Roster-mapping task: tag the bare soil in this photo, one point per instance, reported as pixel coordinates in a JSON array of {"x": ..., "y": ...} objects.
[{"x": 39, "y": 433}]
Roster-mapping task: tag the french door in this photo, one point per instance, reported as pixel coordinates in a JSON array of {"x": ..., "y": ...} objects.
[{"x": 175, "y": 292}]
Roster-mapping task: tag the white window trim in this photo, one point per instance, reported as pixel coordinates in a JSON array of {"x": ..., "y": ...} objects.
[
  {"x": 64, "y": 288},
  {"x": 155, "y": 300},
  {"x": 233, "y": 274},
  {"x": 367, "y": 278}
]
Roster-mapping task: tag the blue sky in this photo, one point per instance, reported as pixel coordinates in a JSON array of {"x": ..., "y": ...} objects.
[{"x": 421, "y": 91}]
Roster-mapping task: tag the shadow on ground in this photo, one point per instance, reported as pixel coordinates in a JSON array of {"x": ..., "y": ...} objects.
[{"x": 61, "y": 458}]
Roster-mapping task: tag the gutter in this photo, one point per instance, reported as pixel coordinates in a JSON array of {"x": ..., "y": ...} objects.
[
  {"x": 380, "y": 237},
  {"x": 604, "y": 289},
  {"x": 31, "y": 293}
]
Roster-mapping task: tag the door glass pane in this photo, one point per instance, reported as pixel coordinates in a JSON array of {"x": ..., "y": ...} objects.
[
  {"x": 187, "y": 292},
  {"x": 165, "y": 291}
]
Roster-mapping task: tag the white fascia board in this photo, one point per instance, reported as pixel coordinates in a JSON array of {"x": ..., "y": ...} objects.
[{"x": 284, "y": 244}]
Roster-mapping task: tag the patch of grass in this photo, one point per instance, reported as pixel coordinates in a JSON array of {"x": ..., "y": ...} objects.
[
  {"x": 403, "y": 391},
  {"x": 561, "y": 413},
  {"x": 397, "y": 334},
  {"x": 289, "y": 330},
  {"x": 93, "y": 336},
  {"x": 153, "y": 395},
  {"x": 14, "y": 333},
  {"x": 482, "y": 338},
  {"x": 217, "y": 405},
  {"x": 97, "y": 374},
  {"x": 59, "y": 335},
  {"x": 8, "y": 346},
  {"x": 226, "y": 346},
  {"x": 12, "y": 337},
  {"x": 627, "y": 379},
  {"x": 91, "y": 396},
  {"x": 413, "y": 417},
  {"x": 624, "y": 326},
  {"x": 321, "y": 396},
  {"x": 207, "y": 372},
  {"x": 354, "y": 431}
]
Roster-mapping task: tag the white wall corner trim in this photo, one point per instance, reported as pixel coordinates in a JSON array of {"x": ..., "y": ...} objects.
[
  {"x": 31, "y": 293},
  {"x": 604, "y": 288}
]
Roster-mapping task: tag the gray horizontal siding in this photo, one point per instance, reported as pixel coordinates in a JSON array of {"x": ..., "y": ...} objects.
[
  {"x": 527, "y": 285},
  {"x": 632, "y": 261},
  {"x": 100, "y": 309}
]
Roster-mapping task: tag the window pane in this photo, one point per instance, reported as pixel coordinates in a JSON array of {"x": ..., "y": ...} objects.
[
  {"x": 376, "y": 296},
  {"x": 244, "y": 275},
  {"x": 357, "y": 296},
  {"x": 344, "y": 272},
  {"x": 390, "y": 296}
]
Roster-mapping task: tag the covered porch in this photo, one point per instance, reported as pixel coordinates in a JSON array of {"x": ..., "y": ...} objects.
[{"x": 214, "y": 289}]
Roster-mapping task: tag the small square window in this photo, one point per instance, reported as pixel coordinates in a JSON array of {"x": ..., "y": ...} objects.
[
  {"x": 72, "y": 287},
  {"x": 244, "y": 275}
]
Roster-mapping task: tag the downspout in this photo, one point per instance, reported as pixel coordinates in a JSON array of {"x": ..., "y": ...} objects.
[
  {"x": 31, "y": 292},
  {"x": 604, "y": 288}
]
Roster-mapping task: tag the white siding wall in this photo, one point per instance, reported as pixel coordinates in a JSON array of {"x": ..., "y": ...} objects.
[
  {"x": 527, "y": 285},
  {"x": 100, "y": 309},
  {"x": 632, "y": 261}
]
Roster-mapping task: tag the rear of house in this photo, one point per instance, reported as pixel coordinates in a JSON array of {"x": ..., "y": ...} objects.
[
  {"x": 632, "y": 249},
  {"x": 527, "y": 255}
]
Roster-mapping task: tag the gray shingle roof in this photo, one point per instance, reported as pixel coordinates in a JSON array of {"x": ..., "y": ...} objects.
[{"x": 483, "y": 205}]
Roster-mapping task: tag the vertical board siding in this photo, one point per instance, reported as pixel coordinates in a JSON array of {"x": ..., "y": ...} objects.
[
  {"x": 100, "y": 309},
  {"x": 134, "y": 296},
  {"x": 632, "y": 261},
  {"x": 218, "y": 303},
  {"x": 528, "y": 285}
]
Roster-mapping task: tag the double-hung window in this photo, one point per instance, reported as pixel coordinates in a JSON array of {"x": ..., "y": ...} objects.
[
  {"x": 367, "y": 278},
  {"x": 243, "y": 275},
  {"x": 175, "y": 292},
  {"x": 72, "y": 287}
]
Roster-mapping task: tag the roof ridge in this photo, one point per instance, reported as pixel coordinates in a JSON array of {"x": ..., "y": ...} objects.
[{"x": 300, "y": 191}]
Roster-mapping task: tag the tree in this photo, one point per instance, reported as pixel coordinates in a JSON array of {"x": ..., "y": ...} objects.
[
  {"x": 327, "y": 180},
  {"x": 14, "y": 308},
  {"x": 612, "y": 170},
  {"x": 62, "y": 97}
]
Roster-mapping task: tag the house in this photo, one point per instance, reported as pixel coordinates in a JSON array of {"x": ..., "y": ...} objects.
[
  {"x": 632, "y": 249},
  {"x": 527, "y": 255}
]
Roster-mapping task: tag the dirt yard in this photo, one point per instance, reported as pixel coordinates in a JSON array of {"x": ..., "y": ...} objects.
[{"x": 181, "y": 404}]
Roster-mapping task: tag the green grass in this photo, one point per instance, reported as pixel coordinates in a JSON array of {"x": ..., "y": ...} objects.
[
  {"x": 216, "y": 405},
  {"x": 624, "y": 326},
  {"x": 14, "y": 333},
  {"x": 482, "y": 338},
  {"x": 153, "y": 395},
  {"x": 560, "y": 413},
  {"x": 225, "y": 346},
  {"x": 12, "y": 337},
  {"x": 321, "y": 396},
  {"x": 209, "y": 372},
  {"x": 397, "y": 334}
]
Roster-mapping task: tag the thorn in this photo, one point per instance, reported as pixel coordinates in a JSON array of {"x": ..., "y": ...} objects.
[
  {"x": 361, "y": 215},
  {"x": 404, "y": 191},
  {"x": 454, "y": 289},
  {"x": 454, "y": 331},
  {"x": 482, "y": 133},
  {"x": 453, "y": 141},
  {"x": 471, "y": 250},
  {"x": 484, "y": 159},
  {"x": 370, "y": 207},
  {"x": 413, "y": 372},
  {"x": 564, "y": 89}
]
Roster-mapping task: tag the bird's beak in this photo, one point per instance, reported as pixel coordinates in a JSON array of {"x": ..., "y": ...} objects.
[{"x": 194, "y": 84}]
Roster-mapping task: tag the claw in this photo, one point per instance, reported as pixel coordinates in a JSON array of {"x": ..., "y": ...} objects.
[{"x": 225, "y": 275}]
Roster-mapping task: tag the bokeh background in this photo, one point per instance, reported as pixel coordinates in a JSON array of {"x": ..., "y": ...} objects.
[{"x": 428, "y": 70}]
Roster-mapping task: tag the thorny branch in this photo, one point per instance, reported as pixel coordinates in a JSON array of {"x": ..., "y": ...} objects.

== THE PROBLEM ==
Starting at the line that contains "Roster-mapping task: tag the bokeh" and continuing through the end of the records, give each line as a numbered list, skipping any blank lines.

== TASK ANSWER ==
1. Roster-mapping task: tag the bokeh background in this photo, one point per instance, reported as pixel coordinates in a JSON array of {"x": ..., "y": ...} objects.
2. [{"x": 428, "y": 70}]
3. Roster-mapping task: tag the thorny branch in this photo, one point per instance, reported as pixel coordinates in a JSON array of {"x": ..., "y": ...} objects.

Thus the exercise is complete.